--- WORK TO DO ---
Could you reproduce the items from the line with "Review question: In the picture above, detect the dirt patch." up to and including the line with "[0, 237, 40, 246]", changing "parking lot" to "parking area" and keeping everything else the same?

--- Image box annotation items ---

-.-.-

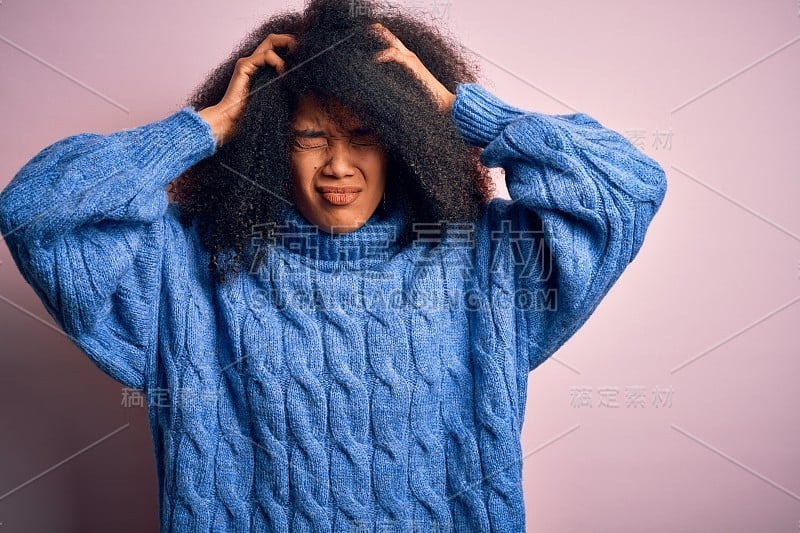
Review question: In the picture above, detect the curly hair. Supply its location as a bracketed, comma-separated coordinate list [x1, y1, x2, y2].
[169, 0, 494, 281]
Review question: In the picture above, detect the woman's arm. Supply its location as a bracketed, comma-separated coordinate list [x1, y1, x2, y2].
[0, 107, 216, 388]
[452, 84, 667, 370]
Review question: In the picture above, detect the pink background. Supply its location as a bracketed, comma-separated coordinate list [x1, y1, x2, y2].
[0, 0, 800, 532]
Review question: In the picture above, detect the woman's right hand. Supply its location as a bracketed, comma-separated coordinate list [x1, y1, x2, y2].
[198, 33, 297, 147]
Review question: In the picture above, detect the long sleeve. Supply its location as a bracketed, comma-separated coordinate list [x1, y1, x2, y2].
[0, 107, 216, 388]
[452, 84, 667, 370]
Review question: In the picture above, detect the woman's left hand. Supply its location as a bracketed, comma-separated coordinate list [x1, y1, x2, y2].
[372, 22, 456, 112]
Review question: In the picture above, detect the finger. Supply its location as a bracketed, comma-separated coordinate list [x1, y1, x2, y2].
[267, 33, 297, 52]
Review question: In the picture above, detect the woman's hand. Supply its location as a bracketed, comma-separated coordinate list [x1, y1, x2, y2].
[372, 22, 456, 112]
[198, 33, 297, 146]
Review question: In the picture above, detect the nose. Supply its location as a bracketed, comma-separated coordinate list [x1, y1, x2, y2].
[322, 137, 355, 178]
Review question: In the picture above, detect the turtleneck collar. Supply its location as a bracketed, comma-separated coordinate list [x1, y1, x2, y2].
[276, 201, 408, 265]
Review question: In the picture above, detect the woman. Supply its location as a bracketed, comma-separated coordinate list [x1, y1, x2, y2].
[0, 0, 666, 531]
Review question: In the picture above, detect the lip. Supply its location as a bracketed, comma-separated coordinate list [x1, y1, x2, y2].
[317, 187, 361, 206]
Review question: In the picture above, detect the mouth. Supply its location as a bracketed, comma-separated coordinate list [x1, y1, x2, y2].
[317, 187, 361, 205]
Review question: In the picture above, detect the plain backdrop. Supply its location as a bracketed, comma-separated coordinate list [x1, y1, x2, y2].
[0, 0, 800, 533]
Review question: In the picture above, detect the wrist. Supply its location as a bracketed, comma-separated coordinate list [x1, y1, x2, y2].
[197, 105, 228, 146]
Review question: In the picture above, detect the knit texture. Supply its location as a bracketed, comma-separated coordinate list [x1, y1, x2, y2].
[0, 84, 666, 532]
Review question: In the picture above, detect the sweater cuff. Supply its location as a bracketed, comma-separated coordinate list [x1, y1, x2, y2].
[451, 83, 526, 148]
[128, 106, 217, 181]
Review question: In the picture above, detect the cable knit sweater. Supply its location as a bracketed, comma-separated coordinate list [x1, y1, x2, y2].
[0, 84, 666, 532]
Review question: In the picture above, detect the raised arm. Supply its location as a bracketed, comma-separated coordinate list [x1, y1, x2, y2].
[452, 84, 667, 370]
[0, 107, 216, 388]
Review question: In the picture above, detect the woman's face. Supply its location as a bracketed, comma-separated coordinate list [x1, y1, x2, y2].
[291, 93, 387, 233]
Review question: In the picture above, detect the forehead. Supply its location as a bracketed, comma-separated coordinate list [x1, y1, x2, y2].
[292, 95, 362, 132]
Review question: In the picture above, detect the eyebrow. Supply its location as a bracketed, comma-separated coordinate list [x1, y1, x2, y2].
[292, 127, 373, 138]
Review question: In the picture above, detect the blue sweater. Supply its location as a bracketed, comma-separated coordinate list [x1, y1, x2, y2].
[0, 84, 666, 532]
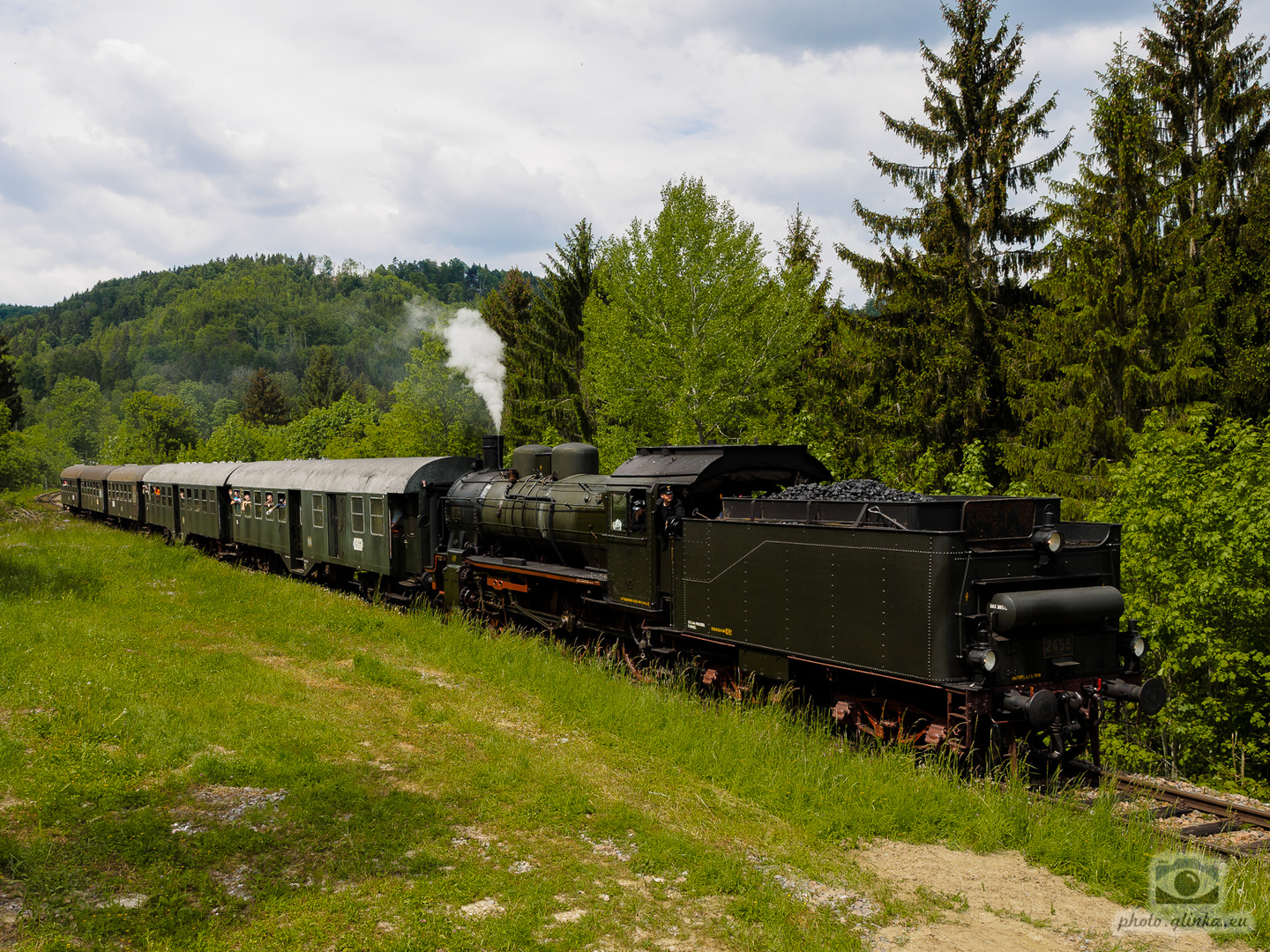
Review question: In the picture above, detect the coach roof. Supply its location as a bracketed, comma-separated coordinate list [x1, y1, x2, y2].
[78, 465, 119, 480]
[230, 456, 476, 495]
[107, 464, 155, 482]
[146, 464, 246, 487]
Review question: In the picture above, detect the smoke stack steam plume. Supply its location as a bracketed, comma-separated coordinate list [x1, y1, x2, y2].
[432, 307, 507, 433]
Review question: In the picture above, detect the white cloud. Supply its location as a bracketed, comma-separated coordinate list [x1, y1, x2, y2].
[0, 0, 1266, 303]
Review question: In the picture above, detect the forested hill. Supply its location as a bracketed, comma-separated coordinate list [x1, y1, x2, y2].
[0, 255, 515, 402]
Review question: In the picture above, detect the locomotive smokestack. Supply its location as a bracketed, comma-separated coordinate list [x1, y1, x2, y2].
[480, 435, 503, 470]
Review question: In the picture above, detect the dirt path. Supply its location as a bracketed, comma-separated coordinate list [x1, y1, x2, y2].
[857, 840, 1247, 952]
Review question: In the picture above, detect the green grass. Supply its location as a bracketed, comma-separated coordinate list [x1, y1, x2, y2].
[0, 502, 1270, 952]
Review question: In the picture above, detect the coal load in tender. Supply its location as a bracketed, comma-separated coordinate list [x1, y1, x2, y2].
[767, 480, 930, 502]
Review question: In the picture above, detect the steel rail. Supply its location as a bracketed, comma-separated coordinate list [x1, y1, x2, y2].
[1080, 762, 1270, 857]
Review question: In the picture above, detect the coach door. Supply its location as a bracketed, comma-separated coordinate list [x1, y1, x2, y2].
[326, 493, 346, 559]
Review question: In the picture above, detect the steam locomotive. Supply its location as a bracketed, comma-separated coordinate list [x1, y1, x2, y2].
[63, 436, 1166, 767]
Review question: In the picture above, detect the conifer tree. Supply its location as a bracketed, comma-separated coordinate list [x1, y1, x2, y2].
[243, 367, 287, 427]
[837, 0, 1071, 480]
[525, 219, 598, 443]
[1004, 43, 1207, 500]
[1142, 0, 1270, 233]
[301, 344, 352, 410]
[0, 334, 23, 429]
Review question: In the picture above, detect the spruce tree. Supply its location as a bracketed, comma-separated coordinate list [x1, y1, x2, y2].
[525, 219, 598, 443]
[1142, 0, 1270, 233]
[300, 344, 352, 410]
[837, 0, 1071, 485]
[0, 334, 23, 429]
[1004, 43, 1207, 500]
[243, 367, 287, 427]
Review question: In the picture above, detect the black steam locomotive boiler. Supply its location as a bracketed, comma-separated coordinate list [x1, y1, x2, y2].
[437, 438, 1164, 764]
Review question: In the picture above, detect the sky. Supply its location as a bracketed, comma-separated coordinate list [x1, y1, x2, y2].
[0, 0, 1270, 305]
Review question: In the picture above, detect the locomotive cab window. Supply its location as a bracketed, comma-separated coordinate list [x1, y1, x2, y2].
[627, 488, 647, 536]
[609, 493, 630, 532]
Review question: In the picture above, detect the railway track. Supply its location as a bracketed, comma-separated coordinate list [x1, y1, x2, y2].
[1080, 762, 1270, 857]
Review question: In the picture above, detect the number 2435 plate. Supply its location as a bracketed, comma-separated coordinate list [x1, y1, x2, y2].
[1042, 635, 1076, 658]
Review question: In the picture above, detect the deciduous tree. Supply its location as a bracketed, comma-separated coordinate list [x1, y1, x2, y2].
[583, 176, 813, 462]
[113, 390, 198, 464]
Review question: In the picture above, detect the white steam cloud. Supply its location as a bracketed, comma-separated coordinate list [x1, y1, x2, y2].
[401, 298, 507, 432]
[432, 307, 507, 432]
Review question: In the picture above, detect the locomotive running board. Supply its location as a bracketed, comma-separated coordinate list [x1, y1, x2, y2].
[464, 556, 609, 586]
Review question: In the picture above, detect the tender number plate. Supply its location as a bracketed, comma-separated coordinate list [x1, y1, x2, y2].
[1042, 635, 1076, 658]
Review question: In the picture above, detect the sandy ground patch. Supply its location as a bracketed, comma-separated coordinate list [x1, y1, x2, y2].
[856, 840, 1247, 952]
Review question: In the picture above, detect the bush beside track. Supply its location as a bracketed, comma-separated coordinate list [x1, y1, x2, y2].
[0, 500, 1270, 949]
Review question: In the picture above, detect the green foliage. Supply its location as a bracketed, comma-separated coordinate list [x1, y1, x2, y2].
[520, 219, 598, 443]
[387, 257, 507, 305]
[1094, 413, 1270, 781]
[301, 344, 353, 410]
[837, 0, 1071, 487]
[286, 393, 378, 459]
[42, 377, 115, 462]
[0, 334, 23, 433]
[584, 176, 814, 465]
[360, 334, 494, 456]
[103, 390, 198, 465]
[0, 423, 76, 490]
[243, 367, 287, 427]
[185, 413, 265, 464]
[1142, 0, 1270, 227]
[1004, 44, 1210, 500]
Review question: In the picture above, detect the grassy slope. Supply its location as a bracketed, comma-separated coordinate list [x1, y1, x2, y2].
[0, 502, 1270, 951]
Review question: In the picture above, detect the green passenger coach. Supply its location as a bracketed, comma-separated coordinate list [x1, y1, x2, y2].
[228, 456, 474, 577]
[106, 465, 153, 522]
[142, 464, 243, 543]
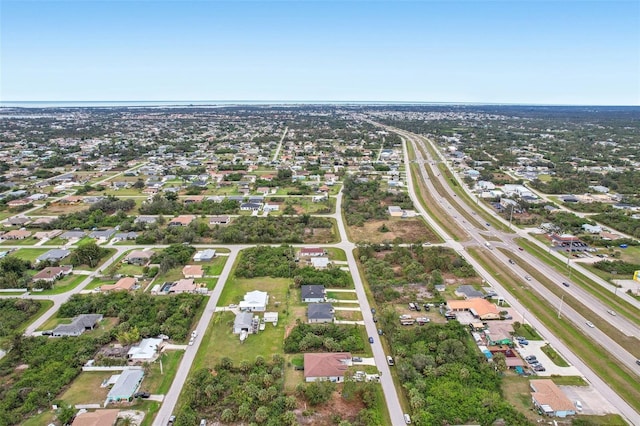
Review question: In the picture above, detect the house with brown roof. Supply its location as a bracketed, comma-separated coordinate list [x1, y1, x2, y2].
[529, 379, 576, 417]
[169, 278, 197, 294]
[100, 277, 138, 291]
[182, 265, 204, 278]
[304, 352, 352, 383]
[169, 214, 196, 226]
[124, 250, 153, 266]
[31, 266, 73, 283]
[447, 298, 500, 320]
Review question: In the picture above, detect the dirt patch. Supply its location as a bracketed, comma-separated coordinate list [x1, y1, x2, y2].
[295, 386, 364, 426]
[347, 218, 438, 243]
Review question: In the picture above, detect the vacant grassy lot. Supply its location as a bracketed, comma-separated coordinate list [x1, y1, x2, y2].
[60, 371, 113, 405]
[32, 274, 87, 296]
[11, 248, 49, 263]
[140, 351, 184, 394]
[347, 217, 438, 243]
[469, 248, 640, 410]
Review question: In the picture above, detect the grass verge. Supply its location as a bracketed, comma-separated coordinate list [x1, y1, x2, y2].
[468, 248, 640, 411]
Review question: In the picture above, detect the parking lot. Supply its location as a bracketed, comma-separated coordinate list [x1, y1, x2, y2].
[515, 340, 582, 376]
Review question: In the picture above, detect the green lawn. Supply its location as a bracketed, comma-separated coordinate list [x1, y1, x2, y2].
[192, 311, 284, 371]
[140, 350, 184, 394]
[31, 274, 87, 296]
[11, 248, 49, 262]
[59, 371, 112, 405]
[199, 256, 229, 276]
[0, 237, 40, 246]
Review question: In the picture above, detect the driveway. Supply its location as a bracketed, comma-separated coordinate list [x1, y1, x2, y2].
[516, 340, 582, 376]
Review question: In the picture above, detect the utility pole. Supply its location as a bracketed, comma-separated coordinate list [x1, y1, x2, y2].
[558, 294, 564, 319]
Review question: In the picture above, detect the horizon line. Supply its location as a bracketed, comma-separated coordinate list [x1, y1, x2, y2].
[0, 99, 640, 108]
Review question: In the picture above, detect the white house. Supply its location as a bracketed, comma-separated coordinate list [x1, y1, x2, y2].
[127, 339, 162, 362]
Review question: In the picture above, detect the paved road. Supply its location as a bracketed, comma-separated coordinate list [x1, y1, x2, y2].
[153, 246, 247, 426]
[385, 126, 640, 424]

-.-.-

--- CORRECT RESPONSE ---
Review question: In the picture above, detect the dirt patch. Supply its location as a bracketed, comma-separated coordinate list [x1, y1, x2, y2].
[295, 386, 364, 426]
[347, 218, 438, 243]
Review question: In the picture above, detect the vacant grassy lot. Supply its location as a bracketed, comma-separated coordinate list [x1, y1, x2, y2].
[60, 371, 113, 405]
[32, 274, 87, 296]
[11, 248, 49, 263]
[140, 351, 184, 394]
[347, 217, 438, 243]
[469, 248, 640, 410]
Review question: In the picture above, detect the grass verge. Supply its location as a bracketed, comma-separated coordinate list [x1, y1, x2, y2].
[468, 248, 640, 411]
Review question: In the picture above, detect the parking area. Supply its location as a bracketed, comma-separated coordinate list [x1, y1, x2, y2].
[515, 340, 582, 376]
Review question: In the picture above, detect the green lawn. Supply its location as a bracketed, comma-separated coordinate list [x1, y1, x2, y2].
[192, 311, 284, 371]
[140, 350, 184, 394]
[31, 274, 87, 296]
[11, 248, 49, 262]
[59, 371, 112, 405]
[199, 256, 229, 276]
[0, 237, 40, 246]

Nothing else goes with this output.